# Task instructions:
Every record is to be returned as written, with no omissions.

# Records for the task:
-------------------------

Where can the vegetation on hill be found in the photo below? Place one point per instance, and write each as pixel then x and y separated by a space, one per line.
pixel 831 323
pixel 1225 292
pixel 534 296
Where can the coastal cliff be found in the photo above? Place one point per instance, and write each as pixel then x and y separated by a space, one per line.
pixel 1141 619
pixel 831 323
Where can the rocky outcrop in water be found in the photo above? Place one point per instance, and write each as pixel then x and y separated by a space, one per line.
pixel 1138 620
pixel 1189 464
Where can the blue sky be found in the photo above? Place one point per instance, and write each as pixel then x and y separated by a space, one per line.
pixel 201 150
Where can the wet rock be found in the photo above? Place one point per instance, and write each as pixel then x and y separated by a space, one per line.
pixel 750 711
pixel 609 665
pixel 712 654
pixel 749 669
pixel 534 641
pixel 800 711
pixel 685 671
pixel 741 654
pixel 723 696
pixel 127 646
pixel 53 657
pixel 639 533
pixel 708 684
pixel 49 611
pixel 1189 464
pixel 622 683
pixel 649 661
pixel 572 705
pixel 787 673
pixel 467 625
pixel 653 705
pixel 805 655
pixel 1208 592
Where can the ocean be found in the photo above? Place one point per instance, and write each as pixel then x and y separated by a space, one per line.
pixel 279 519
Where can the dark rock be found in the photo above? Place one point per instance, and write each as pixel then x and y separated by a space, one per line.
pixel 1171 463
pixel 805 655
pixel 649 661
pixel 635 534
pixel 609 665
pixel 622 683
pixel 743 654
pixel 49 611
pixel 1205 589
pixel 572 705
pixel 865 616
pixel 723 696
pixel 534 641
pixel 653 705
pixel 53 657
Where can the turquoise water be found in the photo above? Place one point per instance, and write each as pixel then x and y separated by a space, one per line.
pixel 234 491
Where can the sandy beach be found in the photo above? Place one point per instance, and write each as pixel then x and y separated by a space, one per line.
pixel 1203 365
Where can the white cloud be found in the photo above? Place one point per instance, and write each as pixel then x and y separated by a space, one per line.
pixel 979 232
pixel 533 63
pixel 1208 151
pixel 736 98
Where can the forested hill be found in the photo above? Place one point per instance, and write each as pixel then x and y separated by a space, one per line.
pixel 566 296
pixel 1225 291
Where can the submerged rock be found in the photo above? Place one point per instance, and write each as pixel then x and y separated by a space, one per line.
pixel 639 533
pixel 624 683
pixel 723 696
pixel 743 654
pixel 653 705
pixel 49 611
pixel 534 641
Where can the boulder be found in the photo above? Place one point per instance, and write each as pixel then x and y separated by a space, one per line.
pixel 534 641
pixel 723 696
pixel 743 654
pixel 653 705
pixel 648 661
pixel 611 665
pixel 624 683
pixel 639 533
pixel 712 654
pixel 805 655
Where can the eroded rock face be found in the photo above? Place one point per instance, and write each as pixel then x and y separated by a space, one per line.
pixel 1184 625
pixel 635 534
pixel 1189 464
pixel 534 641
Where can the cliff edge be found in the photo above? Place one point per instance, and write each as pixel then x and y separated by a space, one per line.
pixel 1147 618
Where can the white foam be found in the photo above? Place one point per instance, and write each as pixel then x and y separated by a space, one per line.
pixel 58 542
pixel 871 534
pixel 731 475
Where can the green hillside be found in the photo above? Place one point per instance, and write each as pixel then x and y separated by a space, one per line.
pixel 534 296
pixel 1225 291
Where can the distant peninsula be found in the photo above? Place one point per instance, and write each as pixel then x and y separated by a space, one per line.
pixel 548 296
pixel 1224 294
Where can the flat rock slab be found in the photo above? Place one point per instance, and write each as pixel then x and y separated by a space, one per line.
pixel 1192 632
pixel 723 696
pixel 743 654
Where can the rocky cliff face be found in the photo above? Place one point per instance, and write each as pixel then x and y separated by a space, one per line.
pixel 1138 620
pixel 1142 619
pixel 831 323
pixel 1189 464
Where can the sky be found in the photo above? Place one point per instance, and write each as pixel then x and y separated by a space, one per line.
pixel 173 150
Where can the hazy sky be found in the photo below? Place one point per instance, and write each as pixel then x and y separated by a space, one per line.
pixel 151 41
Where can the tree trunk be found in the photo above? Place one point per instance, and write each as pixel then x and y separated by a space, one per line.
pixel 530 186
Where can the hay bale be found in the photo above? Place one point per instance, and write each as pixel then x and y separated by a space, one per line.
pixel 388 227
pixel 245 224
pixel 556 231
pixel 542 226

-------------------------

# Written answer:
Where can the vegetation on hill be found in the photo below? Place one point per instance, and write each as pixel then x and y separated by a space, one per line.
pixel 831 323
pixel 1225 292
pixel 534 296
Where can the coastal cliff be found in the photo above? Place one point per instance, and write each as pixel then x and y separated by a space, one per line.
pixel 1141 619
pixel 831 323
Where can the rocky outcrop in water be found in the photo above? Place one point per instance, and write each as pixel then x and y separated by a space, one per line.
pixel 1138 620
pixel 1189 464
Where can the blue sky be found in the photo above? Place one point per instance, and write each as pixel then x and y separated by a space, one per line.
pixel 201 150
Where can the wet rock be found in the photo above? Place one point per instance, and write each as pixel then x and y separated by a space, one per line.
pixel 750 711
pixel 609 665
pixel 712 654
pixel 749 669
pixel 534 641
pixel 800 711
pixel 685 671
pixel 741 654
pixel 723 696
pixel 127 646
pixel 53 657
pixel 639 533
pixel 708 684
pixel 49 611
pixel 1189 464
pixel 622 683
pixel 649 661
pixel 572 705
pixel 787 673
pixel 467 625
pixel 653 705
pixel 805 655
pixel 1208 592
Where can the ocean be found in the photo above? Place one point per instance, and write each as pixel then x and y separated by a space, one per line.
pixel 279 519
Where can the dark rock be found in the photo above? Place one point per instance, and write each as pixel then x and y separated by a space, one per line.
pixel 1171 463
pixel 805 655
pixel 649 661
pixel 635 534
pixel 609 665
pixel 622 683
pixel 743 654
pixel 49 611
pixel 1205 589
pixel 572 705
pixel 865 616
pixel 723 696
pixel 534 641
pixel 653 705
pixel 53 657
Where can the turquoise water be found in the photo above? Place one point per instance, and write each as pixel then x and y separated by a space, one per line.
pixel 234 491
Where can the sandy beach be found in the photo above? Place one point per instance, and write each as pixel then x and y separated by a space, one per line.
pixel 1203 365
Where can the white cloud be found in the photo above? Place one point per instance, and write each as pixel then x and y separated by a space, one per line.
pixel 979 232
pixel 533 63
pixel 1208 151
pixel 736 98
Where can the forested hill be found in the photo above? Place one point per instance, and write each as pixel then x and y separated by a space, one per line.
pixel 566 296
pixel 1225 291
Where can the submerged rock be found in the photo above? Place one point per instance, and write each as pixel then x and y separated by a space, one per line.
pixel 639 533
pixel 624 683
pixel 723 696
pixel 743 654
pixel 653 705
pixel 49 611
pixel 534 641
Where can the boulder be found in the photo above? Place one point per instance, and write each as pixel then x and y separated by a space, one per line.
pixel 534 641
pixel 723 696
pixel 743 654
pixel 653 705
pixel 648 661
pixel 611 665
pixel 624 683
pixel 639 533
pixel 712 654
pixel 805 655
Where can the eroded rock face be found in the photo above? Place one point per instance, and write each as pixel then x and y separated by a space, one per line.
pixel 1184 625
pixel 635 534
pixel 1189 464
pixel 534 641
Where can the cliff edge be found in the photo above? Place one point per instance, and write each as pixel then x and y separated by a space, one per line.
pixel 1147 618
Where can the white foam be found in the photo above? Place one point per instance, and write each as pixel then x and y separated by a space, one per line.
pixel 58 542
pixel 871 534
pixel 731 475
Where can the green hillside be found in the photo above? Place one point per instance, and write each as pixel then x and y separated by a space, one per line.
pixel 534 296
pixel 1225 291
Where can the distant peninsula be found in the photo above? Place one point per instance, and write each as pixel then x and y separated by a space, one per line.
pixel 548 296
pixel 1224 294
Where can the flat rock slab be found in the photo above? Place one point per instance, and write each as pixel then x and y separated by a space, one per line.
pixel 1192 632
pixel 723 696
pixel 743 654
Where can the rocky cliff face be found in the photo above? Place one point per instance, and write each as pixel then x and y separated by a space, one per line.
pixel 1138 620
pixel 1142 619
pixel 831 323
pixel 1189 464
Where can the sky be found in the photo above? Place one point per instance, and write each as pixel then x and y separated by a space, one per line.
pixel 173 150
Where can the hazy sky be found in the photo below? Place one point per instance, and write each as pixel then x and y separated by a space, one per line.
pixel 151 41
Where can the tree trunk be found in the photo above? Place one point per instance, and write each as pixel then x and y separated by a space, one per line.
pixel 530 186
Where can the hay bale be found in the photo above? Place one point per instance, and write each as pixel then x and y separated by a space, one per line.
pixel 388 227
pixel 245 224
pixel 556 231
pixel 542 226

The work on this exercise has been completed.